■ WHAT THE TASK ASKS ■
Only the run of lines from the one containing "[segment] **gold embroidered cap**" through the last line should be returned, exactly as written.

■ DATA SHOWN ■
= = =
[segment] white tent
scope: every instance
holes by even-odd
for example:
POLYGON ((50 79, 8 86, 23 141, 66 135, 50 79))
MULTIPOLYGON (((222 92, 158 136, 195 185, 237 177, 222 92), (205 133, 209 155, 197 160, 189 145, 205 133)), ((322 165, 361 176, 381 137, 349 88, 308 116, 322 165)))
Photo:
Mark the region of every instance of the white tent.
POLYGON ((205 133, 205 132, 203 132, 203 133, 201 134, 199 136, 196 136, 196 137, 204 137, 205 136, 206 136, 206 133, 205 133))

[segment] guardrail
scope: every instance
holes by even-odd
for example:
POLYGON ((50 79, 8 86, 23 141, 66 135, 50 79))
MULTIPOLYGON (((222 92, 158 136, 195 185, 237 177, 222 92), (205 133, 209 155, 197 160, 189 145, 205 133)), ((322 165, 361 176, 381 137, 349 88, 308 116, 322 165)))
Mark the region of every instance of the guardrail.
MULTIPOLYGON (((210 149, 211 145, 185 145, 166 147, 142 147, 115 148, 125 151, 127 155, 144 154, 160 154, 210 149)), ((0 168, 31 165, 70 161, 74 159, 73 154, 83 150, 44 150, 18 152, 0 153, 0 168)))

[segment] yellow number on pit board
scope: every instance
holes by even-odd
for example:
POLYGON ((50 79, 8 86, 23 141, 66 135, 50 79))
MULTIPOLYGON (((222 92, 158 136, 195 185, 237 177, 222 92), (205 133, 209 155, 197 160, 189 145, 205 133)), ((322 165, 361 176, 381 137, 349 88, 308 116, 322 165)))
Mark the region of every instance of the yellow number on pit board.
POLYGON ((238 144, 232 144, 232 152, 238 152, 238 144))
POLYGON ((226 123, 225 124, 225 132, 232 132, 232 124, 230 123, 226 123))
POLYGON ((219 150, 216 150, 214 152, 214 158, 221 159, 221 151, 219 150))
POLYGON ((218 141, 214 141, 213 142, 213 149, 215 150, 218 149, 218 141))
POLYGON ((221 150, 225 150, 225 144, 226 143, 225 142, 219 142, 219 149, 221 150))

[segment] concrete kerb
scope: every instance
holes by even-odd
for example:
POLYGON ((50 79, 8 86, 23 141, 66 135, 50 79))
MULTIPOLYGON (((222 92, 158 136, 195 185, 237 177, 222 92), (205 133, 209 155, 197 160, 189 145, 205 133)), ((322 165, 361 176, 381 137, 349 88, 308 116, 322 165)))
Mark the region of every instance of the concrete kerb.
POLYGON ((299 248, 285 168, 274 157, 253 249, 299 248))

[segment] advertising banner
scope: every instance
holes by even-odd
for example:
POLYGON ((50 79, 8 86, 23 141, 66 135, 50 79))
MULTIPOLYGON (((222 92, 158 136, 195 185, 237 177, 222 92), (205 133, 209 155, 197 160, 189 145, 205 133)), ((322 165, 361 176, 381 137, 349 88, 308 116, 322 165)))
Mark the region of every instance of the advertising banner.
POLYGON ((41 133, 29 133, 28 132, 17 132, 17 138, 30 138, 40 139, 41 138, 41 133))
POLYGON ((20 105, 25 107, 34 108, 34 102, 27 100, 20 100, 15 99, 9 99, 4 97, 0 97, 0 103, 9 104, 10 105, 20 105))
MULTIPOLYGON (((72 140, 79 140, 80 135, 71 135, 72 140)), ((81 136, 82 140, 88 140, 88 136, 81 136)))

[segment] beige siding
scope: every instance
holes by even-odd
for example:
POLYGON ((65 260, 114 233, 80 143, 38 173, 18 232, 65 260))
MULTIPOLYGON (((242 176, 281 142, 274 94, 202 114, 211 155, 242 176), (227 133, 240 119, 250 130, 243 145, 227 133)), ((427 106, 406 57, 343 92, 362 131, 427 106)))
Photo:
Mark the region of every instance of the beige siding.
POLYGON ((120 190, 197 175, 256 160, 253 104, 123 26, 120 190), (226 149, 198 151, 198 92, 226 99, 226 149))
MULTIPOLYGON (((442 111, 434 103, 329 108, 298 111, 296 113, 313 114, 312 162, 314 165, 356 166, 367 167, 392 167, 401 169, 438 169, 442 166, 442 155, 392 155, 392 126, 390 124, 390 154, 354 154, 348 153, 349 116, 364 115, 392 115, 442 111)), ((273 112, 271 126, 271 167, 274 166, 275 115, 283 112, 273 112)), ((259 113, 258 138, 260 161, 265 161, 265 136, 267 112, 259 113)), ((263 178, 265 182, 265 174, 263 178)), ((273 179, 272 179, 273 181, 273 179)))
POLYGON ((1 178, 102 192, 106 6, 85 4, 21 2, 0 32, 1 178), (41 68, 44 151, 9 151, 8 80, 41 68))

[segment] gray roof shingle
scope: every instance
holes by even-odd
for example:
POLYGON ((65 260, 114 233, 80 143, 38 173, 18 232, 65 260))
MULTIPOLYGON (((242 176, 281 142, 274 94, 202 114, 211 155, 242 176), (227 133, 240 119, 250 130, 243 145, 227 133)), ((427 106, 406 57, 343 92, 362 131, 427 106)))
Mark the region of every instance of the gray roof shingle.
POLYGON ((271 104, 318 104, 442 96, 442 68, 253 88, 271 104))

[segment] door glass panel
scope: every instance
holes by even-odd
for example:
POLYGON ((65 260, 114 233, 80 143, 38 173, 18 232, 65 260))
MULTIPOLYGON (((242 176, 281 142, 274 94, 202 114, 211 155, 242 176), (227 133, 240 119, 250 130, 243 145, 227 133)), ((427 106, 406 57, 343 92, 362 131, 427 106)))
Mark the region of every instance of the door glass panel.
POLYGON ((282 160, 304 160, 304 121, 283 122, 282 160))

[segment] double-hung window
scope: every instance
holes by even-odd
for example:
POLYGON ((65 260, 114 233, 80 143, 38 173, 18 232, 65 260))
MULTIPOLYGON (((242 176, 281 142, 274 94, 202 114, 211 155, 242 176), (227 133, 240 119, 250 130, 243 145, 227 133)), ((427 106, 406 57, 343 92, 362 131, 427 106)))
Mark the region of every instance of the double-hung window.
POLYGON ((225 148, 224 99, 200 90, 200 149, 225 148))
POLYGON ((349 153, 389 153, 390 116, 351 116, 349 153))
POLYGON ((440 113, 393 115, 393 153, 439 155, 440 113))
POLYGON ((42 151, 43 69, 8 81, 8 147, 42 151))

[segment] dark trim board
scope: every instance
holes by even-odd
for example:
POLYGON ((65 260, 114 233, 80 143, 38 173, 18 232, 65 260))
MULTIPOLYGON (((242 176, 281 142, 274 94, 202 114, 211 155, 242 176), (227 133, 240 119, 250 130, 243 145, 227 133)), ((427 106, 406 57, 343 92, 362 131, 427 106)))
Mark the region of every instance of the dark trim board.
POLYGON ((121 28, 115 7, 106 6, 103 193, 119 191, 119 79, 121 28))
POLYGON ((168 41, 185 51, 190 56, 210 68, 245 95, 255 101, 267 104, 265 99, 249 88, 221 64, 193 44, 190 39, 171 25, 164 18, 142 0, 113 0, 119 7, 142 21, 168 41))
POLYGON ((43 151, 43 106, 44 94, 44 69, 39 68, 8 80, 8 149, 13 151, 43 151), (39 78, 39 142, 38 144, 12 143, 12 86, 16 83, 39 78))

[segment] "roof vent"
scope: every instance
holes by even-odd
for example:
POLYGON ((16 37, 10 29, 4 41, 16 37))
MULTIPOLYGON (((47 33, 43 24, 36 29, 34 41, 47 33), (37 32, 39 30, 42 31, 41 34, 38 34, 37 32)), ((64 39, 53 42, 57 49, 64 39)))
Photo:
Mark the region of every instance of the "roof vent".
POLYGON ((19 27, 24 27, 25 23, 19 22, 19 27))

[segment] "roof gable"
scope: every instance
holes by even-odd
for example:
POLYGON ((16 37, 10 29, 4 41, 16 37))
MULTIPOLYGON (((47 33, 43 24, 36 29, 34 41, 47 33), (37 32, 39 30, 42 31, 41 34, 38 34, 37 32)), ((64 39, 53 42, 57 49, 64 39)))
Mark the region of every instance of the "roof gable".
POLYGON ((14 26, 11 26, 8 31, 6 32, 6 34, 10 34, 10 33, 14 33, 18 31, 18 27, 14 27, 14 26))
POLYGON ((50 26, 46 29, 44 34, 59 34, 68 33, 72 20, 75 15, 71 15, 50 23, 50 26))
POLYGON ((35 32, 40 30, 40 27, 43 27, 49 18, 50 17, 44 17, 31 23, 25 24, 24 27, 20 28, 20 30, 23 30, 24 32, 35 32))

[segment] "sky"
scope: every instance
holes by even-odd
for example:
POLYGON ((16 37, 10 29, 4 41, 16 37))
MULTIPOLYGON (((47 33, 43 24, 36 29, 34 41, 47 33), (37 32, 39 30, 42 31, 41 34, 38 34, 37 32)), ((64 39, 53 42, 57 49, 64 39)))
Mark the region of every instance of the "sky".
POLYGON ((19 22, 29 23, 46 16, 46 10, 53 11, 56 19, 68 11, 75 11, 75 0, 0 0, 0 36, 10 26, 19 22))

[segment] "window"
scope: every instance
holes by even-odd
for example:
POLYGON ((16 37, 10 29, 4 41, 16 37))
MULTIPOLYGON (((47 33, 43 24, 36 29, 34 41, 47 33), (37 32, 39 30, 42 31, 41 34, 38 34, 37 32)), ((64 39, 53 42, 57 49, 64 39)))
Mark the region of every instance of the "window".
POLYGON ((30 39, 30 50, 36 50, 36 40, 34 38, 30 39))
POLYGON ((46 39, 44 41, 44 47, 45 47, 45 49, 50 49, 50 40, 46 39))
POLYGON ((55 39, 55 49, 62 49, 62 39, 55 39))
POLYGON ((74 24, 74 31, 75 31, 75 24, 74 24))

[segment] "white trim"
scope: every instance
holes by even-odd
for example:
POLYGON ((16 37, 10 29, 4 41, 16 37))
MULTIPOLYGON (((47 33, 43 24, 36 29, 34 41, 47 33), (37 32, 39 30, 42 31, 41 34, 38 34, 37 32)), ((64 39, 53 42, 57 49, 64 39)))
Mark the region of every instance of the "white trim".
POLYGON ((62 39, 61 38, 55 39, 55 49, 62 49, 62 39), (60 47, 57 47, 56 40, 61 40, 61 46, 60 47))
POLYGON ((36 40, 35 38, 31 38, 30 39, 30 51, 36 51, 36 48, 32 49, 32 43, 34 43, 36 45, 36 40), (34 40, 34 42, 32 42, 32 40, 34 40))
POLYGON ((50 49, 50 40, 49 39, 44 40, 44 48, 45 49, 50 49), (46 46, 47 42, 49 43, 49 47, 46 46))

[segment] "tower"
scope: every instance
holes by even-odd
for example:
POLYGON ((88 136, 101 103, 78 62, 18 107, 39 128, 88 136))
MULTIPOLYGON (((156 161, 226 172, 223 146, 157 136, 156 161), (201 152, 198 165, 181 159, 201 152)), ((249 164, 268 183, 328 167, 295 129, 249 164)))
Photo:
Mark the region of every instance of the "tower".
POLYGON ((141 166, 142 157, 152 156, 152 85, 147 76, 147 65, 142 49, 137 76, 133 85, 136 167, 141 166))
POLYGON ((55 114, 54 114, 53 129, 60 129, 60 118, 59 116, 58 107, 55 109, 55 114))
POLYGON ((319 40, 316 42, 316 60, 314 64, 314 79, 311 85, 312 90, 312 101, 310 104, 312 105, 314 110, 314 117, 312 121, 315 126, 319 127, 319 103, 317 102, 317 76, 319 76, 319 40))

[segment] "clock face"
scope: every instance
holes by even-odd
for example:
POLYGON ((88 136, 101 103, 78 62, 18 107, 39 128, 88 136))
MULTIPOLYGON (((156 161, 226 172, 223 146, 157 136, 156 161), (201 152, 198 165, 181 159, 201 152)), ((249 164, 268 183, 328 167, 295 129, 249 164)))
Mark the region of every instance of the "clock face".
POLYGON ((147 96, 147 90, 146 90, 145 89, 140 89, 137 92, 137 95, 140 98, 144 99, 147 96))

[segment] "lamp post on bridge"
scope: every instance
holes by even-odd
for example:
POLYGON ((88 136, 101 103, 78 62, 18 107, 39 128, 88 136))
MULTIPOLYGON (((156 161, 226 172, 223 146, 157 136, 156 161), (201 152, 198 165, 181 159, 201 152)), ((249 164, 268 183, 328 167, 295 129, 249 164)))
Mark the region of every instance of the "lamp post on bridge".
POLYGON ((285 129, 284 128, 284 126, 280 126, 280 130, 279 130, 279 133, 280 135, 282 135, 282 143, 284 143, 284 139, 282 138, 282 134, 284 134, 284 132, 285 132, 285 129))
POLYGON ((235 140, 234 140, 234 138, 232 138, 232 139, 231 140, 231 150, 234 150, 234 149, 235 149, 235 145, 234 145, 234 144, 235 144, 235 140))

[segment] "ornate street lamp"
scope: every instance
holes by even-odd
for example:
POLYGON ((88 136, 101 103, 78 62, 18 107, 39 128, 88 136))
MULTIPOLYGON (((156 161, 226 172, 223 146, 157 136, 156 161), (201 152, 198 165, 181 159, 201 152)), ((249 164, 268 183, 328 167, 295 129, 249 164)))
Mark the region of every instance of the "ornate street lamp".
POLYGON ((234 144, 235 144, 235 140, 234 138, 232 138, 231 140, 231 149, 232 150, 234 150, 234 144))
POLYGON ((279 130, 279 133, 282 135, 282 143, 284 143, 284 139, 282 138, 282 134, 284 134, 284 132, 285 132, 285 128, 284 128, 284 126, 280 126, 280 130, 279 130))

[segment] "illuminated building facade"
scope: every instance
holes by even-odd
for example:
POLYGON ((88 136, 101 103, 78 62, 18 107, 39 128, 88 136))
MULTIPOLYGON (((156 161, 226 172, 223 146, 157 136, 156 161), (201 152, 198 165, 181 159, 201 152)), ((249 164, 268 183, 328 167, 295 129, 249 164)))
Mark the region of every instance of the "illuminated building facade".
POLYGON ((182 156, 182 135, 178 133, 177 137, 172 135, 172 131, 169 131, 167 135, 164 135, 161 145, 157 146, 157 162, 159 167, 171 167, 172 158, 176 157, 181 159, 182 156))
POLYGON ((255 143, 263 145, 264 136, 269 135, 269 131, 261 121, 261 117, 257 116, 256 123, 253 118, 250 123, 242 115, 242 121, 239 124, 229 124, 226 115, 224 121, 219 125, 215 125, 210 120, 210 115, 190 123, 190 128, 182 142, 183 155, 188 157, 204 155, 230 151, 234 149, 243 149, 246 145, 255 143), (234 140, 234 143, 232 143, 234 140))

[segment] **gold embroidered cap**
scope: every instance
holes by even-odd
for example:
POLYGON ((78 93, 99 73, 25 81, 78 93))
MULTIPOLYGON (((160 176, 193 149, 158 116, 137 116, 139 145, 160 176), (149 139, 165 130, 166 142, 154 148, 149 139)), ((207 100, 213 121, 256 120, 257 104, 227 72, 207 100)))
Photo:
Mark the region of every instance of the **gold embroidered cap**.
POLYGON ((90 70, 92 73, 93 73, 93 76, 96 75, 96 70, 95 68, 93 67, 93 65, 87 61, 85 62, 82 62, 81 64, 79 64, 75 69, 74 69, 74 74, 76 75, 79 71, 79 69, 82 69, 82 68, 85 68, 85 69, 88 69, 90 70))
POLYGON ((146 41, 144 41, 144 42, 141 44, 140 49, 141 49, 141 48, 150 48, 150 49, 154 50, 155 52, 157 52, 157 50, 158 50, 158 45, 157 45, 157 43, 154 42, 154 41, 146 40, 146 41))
= = =
■ EXERCISE ANSWER ■
[segment] **gold embroidered cap**
scope: every instance
holes by even-odd
for example:
POLYGON ((78 93, 99 73, 25 81, 78 93))
MULTIPOLYGON (((160 176, 193 149, 158 116, 137 116, 139 145, 160 176), (149 139, 165 130, 166 142, 154 148, 149 139)), ((207 100, 213 121, 256 120, 257 104, 227 72, 207 100)))
Photo:
Mark the region of every instance of the **gold embroidered cap**.
POLYGON ((90 70, 92 73, 93 73, 93 76, 96 75, 96 70, 95 68, 93 67, 93 65, 87 61, 85 62, 82 62, 81 64, 79 64, 75 69, 74 69, 74 74, 76 75, 79 71, 79 69, 82 69, 82 68, 85 68, 85 69, 88 69, 90 70))
POLYGON ((146 41, 144 41, 144 42, 141 44, 140 49, 141 49, 141 48, 150 48, 150 49, 154 50, 155 52, 157 52, 157 50, 158 50, 158 45, 157 45, 157 43, 154 42, 154 41, 146 40, 146 41))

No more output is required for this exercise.